**Instrução A**
No texto sobre a Arte da língua de Angola, resuma de forma mais breve o parágrafo que começa com "Em 1694, o Padre Pedro Dias", mantendo os fatos principais.

**Documento de origem**
-*-
A Arte Da Língua de Angola, Brasil


A Arte da língua de Angola do Padre Pedro Dias (1622-1700), jesuíta no Colégio da Baía, no Brasil, destinava-se à catequese dos escravos provenientes das costas ocidentais de África.

Em 1694, o Padre Pedro Dias solicitou ao Superior Geral, Padre Tírso González, a licença de impressão da obra A Arte da língua de Angola, anotando que foi revista e aprovada pelo Padre Miguel Cardoso natural de Angola, muito versado nessa língua.

Concedida a autorização em 1697, o Padre António Cardoso assinou a primeira licença de impressão, conforme se lê no preâmbulo relativo às Licenças: [...] revi este livrinho e não achei em todo ele cousa que encontre a nossa Santa Fé [...] antes tem regras muito próprias e conformes ao idioma da dita língua, que serão sem dúvida de grande utilidade para os principiantes, e por isso digno de se imprimir. A obra foi publicada em Lisboa, nesse mesmo ano, (1697), na oficina de Miguel Deslandes, Impressor de Sua Magestade.
-*-
[Trechos de dados de marcação de pontos]

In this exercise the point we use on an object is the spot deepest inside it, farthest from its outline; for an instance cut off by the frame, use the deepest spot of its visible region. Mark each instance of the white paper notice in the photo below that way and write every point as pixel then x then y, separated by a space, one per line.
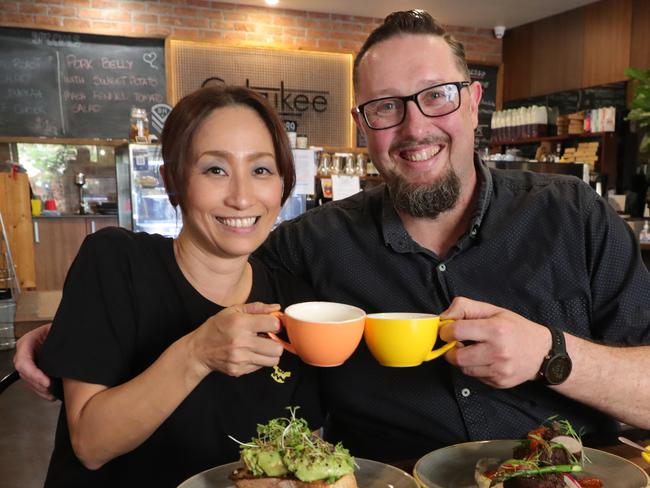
pixel 344 186
pixel 305 171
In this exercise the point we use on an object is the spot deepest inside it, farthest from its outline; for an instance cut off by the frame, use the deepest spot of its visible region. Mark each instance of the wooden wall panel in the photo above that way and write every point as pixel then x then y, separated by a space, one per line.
pixel 16 213
pixel 517 46
pixel 640 38
pixel 557 53
pixel 607 41
pixel 58 242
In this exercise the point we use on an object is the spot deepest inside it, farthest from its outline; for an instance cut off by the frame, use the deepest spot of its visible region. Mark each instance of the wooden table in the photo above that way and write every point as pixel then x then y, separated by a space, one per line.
pixel 617 449
pixel 630 453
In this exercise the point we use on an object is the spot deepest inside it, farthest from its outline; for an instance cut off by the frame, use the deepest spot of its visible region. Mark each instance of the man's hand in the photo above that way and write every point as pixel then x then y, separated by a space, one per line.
pixel 506 349
pixel 27 348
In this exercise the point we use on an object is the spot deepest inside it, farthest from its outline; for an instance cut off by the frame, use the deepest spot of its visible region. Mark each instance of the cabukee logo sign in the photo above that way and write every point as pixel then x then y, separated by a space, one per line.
pixel 310 90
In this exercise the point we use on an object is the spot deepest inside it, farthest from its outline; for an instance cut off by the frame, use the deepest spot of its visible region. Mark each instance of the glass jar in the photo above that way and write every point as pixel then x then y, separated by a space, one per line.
pixel 139 126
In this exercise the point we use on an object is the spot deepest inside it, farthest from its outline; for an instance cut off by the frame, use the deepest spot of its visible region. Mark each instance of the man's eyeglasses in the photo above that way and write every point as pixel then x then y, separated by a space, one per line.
pixel 435 101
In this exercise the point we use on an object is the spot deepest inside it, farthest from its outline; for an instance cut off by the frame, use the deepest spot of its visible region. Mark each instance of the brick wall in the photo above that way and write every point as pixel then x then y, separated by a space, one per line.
pixel 217 21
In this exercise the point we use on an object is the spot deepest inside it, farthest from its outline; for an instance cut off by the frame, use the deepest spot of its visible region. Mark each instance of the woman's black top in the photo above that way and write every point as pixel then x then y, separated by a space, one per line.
pixel 124 302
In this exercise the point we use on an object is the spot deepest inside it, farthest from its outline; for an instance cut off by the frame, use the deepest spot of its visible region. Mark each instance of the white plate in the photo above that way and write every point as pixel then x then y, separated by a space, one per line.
pixel 369 474
pixel 453 466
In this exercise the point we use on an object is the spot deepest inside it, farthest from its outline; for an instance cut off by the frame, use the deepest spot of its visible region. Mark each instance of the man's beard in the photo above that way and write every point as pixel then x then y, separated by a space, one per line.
pixel 426 200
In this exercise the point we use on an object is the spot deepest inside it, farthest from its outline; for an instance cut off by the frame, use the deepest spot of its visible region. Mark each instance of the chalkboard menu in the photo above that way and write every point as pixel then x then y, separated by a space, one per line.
pixel 487 76
pixel 57 84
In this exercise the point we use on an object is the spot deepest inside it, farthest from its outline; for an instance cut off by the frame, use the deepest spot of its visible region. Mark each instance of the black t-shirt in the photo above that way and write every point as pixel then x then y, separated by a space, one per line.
pixel 124 302
pixel 545 246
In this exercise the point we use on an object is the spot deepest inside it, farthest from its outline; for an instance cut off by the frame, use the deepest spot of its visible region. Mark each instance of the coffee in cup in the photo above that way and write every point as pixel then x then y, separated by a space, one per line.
pixel 404 339
pixel 322 333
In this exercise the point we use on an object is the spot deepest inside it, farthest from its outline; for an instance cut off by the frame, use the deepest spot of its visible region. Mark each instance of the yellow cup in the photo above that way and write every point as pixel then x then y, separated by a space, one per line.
pixel 404 339
pixel 322 333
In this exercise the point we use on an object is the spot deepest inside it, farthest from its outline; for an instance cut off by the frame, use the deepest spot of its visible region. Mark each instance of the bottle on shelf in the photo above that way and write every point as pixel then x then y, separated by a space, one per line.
pixel 644 235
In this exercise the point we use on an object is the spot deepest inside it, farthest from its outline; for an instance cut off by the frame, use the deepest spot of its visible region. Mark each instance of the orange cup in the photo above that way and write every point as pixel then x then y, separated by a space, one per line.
pixel 322 333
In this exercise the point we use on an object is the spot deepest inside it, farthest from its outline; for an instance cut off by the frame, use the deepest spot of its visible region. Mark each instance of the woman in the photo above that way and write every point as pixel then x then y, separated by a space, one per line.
pixel 159 360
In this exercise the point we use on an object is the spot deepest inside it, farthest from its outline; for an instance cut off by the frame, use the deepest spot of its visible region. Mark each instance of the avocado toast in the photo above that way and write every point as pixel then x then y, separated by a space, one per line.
pixel 287 454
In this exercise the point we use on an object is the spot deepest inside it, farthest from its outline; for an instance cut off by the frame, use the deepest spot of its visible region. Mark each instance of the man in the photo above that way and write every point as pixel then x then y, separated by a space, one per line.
pixel 509 255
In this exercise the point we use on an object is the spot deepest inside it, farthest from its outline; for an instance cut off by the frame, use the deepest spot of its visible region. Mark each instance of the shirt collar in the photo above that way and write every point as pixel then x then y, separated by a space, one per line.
pixel 395 234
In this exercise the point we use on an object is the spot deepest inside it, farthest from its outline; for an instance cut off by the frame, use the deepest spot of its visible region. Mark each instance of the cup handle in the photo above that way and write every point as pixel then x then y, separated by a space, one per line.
pixel 288 346
pixel 436 353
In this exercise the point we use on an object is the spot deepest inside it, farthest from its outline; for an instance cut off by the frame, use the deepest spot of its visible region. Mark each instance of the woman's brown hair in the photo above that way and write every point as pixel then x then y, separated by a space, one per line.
pixel 187 116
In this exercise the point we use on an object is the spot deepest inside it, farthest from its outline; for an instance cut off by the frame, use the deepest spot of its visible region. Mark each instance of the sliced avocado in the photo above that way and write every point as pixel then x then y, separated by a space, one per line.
pixel 264 462
pixel 321 466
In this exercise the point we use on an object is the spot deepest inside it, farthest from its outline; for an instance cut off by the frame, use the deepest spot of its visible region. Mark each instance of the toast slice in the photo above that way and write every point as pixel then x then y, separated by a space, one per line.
pixel 244 479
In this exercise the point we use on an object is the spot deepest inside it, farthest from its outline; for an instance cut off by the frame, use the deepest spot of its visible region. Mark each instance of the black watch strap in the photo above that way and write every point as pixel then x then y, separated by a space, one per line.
pixel 556 365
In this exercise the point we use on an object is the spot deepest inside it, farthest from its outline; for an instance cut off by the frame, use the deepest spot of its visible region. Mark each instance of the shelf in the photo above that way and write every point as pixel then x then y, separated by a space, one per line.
pixel 533 140
pixel 363 178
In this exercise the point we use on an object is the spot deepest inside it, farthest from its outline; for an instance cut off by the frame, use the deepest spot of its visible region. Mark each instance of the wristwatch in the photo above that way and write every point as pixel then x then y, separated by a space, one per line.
pixel 556 366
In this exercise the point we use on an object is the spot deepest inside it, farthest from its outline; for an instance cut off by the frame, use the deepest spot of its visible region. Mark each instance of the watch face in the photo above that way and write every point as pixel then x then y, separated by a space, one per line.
pixel 558 369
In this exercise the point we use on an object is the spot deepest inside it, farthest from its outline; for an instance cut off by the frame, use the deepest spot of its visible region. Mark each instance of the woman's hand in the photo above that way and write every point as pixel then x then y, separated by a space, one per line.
pixel 234 341
pixel 27 348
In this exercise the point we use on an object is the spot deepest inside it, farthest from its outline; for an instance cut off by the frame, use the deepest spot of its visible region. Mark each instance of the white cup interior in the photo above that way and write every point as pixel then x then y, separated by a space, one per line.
pixel 400 316
pixel 324 312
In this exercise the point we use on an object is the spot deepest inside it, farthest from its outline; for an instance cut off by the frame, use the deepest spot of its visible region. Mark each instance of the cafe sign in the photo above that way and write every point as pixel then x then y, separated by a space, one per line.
pixel 311 90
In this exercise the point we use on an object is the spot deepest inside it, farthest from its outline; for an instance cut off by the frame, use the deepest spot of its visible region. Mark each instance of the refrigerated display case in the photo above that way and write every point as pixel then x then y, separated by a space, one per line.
pixel 143 205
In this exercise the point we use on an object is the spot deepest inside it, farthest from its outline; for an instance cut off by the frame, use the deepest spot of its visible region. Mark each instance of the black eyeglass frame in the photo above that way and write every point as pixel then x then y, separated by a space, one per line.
pixel 360 109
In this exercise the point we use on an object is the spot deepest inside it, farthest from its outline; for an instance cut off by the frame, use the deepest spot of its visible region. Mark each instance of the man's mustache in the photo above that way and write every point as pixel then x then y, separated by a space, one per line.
pixel 405 144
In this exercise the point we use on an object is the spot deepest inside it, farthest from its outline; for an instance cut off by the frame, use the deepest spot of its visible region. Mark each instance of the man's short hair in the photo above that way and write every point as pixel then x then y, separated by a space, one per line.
pixel 411 22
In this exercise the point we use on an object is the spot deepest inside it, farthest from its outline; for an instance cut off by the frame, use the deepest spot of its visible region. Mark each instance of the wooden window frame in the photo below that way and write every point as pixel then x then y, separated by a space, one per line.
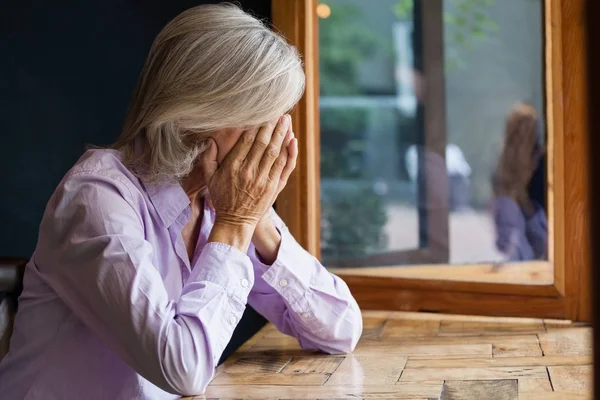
pixel 568 183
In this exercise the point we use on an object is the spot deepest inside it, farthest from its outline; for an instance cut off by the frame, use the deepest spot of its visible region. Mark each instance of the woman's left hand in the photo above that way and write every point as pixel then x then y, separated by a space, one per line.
pixel 266 238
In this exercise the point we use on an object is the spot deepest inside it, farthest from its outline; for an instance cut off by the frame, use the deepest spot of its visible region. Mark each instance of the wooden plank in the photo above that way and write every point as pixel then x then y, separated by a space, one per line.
pixel 535 386
pixel 526 273
pixel 313 365
pixel 489 390
pixel 368 370
pixel 299 204
pixel 572 378
pixel 449 340
pixel 499 362
pixel 277 342
pixel 405 390
pixel 472 374
pixel 428 351
pixel 373 325
pixel 576 189
pixel 458 317
pixel 554 396
pixel 253 364
pixel 508 349
pixel 270 379
pixel 398 328
pixel 577 341
pixel 473 328
pixel 447 301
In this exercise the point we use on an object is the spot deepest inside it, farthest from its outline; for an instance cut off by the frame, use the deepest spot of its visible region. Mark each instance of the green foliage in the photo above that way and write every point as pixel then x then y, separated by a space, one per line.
pixel 344 43
pixel 353 225
pixel 466 23
pixel 342 142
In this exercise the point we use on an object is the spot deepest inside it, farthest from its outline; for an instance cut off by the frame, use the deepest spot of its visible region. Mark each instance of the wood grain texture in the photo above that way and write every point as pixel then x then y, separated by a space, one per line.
pixel 499 362
pixel 473 374
pixel 357 370
pixel 516 349
pixel 406 390
pixel 265 378
pixel 397 328
pixel 572 378
pixel 473 328
pixel 489 390
pixel 577 250
pixel 313 365
pixel 575 342
pixel 413 367
pixel 568 188
pixel 298 204
pixel 539 386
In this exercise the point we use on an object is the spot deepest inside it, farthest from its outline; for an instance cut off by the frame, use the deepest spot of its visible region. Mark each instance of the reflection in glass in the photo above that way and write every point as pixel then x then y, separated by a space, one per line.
pixel 416 172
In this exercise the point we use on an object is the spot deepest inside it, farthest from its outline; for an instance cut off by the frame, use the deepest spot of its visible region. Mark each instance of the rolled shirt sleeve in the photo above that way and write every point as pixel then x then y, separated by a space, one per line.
pixel 102 269
pixel 302 299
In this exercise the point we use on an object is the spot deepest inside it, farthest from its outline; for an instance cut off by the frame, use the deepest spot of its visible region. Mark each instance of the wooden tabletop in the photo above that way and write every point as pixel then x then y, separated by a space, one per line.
pixel 418 356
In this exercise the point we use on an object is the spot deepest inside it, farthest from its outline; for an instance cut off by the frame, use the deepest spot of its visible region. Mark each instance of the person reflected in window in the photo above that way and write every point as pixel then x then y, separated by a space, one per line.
pixel 521 223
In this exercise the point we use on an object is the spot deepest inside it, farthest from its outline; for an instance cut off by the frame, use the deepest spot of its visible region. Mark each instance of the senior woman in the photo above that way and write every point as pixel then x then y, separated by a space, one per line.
pixel 148 252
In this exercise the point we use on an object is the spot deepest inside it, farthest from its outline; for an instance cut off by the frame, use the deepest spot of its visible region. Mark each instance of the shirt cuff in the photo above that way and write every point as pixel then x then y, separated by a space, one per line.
pixel 227 267
pixel 291 273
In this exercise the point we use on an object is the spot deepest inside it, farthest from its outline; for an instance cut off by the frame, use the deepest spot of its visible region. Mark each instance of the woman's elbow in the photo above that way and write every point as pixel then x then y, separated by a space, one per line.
pixel 192 383
pixel 349 333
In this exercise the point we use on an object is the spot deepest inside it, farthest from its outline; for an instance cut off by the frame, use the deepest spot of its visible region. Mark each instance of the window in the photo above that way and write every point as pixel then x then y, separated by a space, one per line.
pixel 468 88
pixel 432 133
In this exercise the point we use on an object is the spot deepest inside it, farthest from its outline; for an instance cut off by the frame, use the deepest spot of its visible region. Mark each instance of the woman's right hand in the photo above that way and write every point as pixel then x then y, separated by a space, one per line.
pixel 242 188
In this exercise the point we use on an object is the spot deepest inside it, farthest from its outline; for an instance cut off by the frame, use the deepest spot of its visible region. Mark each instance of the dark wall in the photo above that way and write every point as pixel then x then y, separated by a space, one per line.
pixel 67 70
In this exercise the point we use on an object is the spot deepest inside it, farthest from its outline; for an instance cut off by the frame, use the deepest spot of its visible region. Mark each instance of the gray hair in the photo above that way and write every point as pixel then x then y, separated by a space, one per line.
pixel 211 67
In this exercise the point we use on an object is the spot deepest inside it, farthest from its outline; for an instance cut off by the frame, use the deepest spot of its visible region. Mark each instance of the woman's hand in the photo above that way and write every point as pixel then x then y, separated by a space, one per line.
pixel 266 237
pixel 243 188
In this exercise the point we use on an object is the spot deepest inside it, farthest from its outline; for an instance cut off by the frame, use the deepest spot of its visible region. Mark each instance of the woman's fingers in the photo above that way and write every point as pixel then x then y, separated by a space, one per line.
pixel 241 149
pixel 291 163
pixel 208 160
pixel 275 146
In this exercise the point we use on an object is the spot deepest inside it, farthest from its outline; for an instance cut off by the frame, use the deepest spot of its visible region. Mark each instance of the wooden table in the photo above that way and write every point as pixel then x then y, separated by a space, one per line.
pixel 418 356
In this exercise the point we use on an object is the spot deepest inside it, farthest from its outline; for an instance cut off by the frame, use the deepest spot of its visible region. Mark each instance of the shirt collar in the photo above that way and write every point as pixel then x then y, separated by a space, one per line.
pixel 169 200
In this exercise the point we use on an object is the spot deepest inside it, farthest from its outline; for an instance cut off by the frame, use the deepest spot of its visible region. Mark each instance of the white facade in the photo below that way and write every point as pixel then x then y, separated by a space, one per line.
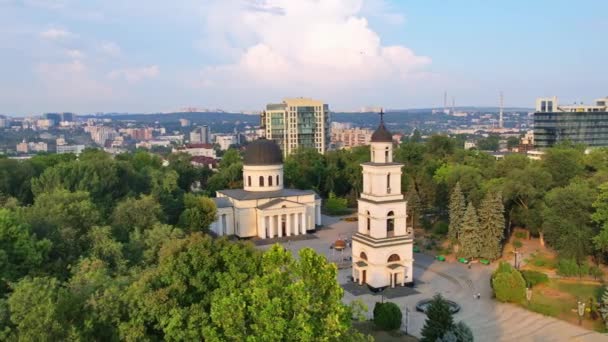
pixel 264 208
pixel 383 245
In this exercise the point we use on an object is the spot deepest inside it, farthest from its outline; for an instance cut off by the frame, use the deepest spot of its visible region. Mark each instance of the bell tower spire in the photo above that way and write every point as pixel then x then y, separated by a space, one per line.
pixel 383 245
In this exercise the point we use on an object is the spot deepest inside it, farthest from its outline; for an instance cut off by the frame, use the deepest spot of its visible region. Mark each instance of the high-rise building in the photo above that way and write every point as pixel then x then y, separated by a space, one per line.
pixel 200 135
pixel 578 123
pixel 297 122
pixel 382 250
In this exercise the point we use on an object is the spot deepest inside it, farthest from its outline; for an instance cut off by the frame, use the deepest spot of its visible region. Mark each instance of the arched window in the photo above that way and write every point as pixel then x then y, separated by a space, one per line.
pixel 393 258
pixel 390 222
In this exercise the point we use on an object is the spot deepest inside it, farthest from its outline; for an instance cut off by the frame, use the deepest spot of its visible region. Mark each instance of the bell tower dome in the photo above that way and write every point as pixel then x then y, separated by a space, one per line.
pixel 383 245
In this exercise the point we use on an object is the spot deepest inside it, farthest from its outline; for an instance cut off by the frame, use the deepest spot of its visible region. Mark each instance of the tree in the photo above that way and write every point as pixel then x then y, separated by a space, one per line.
pixel 200 212
pixel 21 253
pixel 604 307
pixel 64 218
pixel 135 215
pixel 600 217
pixel 387 316
pixel 290 300
pixel 172 300
pixel 470 238
pixel 457 212
pixel 413 203
pixel 491 225
pixel 508 284
pixel 438 320
pixel 567 219
pixel 38 309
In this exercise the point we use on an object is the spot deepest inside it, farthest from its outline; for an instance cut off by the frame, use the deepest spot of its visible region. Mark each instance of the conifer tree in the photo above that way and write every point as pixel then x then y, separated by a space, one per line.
pixel 491 223
pixel 413 203
pixel 457 211
pixel 439 320
pixel 470 238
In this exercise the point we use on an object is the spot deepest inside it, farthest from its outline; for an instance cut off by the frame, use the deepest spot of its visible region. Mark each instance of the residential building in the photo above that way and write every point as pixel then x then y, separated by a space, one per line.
pixel 201 135
pixel 225 141
pixel 264 208
pixel 76 149
pixel 382 249
pixel 350 137
pixel 578 123
pixel 296 123
pixel 196 150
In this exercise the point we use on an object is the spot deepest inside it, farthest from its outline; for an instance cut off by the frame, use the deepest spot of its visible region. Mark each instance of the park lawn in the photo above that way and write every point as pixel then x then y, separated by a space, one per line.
pixel 369 328
pixel 558 299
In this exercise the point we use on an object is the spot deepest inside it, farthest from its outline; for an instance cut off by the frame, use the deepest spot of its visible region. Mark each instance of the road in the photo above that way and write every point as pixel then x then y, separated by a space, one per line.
pixel 488 319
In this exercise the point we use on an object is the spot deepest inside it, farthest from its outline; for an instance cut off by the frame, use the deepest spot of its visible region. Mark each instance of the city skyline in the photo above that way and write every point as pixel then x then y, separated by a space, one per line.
pixel 238 55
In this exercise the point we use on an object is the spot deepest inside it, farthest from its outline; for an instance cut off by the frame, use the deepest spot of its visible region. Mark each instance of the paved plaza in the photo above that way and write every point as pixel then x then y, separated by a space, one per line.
pixel 489 320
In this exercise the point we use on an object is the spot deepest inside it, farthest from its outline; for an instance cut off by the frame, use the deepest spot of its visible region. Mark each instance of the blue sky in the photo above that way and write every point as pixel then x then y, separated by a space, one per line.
pixel 149 56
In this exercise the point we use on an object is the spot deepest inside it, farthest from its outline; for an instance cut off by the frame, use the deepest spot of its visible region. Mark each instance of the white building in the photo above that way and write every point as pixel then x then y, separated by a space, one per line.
pixel 383 245
pixel 264 208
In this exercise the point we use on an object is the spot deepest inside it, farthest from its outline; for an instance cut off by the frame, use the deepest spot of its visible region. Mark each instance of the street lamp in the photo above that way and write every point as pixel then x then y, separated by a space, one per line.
pixel 407 311
pixel 581 311
pixel 528 294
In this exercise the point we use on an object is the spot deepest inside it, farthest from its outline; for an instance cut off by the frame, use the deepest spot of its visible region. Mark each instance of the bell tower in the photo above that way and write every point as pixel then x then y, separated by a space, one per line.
pixel 383 245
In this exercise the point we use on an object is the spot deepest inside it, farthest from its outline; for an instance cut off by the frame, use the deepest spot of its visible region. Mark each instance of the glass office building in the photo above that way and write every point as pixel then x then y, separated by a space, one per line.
pixel 584 124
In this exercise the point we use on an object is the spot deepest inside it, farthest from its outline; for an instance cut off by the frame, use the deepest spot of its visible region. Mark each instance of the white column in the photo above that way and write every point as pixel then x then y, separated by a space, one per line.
pixel 303 222
pixel 262 226
pixel 318 215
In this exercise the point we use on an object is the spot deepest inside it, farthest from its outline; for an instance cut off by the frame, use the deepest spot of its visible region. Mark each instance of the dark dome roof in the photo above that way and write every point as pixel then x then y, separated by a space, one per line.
pixel 263 152
pixel 382 134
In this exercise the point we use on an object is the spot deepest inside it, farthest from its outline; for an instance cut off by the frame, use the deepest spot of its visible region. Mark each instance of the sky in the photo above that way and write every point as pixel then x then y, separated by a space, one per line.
pixel 88 56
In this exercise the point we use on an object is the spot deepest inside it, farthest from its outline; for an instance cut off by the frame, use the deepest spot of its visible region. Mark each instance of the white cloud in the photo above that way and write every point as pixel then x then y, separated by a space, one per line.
pixel 75 54
pixel 71 82
pixel 134 75
pixel 305 47
pixel 55 34
pixel 110 48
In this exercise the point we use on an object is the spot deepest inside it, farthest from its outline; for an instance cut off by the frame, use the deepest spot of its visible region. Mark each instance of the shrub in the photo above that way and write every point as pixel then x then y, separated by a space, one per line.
-*-
**Instrução B**
Reescreva os registros desde o início até a linha que contém "pixel 305 171", incluindo essa linha, trocando "white paper" por "yellow paper" e mantendo todo o resto igual. Não inclua as imagens na resposta.

**Resposta completa A**
Em 1694, o Padre Pedro Dias pediu ao Superior Geral, Padre Tírso González, licença para imprimir A Arte da língua de Angola, revista e aprovada pelo Padre Miguel Cardoso, angolano e versado nessa língua.

**Resposta completa B**
In this exercise the point we use on an object is the spot deepest inside it, farthest from its outline; for an instance cut off by the frame, use the deepest spot of its visible region. Mark each instance of the yellow paper notice in the photo below that way and write every point as pixel then x then y, separated by a space, one per line.
pixel 344 186
pixel 305 171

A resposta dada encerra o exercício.